Locate each row below that contains the word "beam", and copy those rows in full. Matches must have the same case.

— BEGIN INPUT —

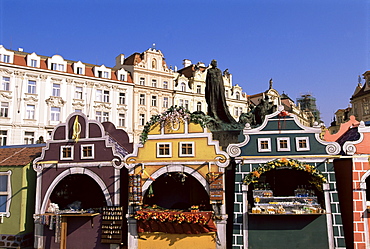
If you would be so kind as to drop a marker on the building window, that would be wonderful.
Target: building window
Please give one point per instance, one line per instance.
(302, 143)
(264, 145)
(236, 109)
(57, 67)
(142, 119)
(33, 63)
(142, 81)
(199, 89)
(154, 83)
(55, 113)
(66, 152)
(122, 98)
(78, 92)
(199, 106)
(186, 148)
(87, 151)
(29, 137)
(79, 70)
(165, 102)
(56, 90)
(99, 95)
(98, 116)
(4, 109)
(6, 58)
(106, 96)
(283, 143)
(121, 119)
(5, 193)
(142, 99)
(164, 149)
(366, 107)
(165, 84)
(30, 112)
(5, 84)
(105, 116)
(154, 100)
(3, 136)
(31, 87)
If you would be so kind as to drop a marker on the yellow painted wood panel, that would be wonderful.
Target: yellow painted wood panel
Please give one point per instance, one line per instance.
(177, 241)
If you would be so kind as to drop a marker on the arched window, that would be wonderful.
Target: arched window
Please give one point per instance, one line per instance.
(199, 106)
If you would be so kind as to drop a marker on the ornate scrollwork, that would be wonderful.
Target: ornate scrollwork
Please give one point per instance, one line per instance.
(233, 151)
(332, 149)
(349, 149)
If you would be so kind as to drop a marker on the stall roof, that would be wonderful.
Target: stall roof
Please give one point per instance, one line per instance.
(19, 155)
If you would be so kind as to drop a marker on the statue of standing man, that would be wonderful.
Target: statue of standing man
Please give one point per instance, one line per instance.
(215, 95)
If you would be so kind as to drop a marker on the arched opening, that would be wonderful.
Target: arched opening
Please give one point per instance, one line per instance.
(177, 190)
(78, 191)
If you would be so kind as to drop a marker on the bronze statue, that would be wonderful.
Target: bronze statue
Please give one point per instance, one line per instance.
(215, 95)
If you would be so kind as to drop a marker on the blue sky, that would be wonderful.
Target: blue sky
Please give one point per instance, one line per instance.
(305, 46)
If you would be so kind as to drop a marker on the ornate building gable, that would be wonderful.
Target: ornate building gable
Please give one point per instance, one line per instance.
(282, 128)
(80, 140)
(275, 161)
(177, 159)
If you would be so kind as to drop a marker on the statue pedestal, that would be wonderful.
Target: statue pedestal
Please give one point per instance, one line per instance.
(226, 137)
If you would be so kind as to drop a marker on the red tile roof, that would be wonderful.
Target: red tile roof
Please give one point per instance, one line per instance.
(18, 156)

— END INPUT —
— BEGIN INPUT —

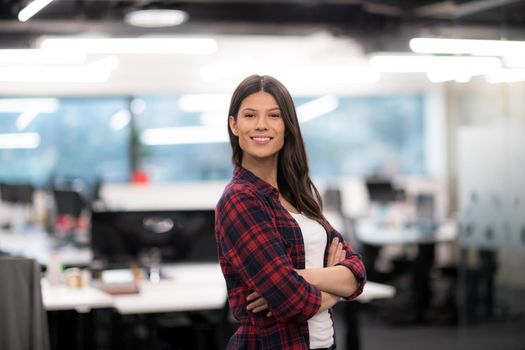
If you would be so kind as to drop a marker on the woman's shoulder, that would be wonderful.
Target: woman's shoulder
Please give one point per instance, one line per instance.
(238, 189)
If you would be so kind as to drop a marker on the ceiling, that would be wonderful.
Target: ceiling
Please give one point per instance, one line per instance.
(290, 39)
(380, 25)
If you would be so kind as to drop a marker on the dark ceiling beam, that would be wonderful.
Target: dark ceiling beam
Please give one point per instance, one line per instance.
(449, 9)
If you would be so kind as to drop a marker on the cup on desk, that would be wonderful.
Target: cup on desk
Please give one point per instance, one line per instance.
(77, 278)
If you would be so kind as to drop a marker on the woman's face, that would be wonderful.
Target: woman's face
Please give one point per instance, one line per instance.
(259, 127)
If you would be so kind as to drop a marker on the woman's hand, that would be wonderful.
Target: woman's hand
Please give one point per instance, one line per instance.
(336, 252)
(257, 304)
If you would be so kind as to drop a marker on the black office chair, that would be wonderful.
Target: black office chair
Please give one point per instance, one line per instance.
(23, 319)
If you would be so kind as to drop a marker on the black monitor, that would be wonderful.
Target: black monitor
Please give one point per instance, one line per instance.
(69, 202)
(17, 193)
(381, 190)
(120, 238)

— END INPUT —

» **SOLUTION FOR THIS EXERCISE**:
If you would be so kind as to drop a marker on the dark ceiling beam, that would be wonderful.
Target: dark ceiling beam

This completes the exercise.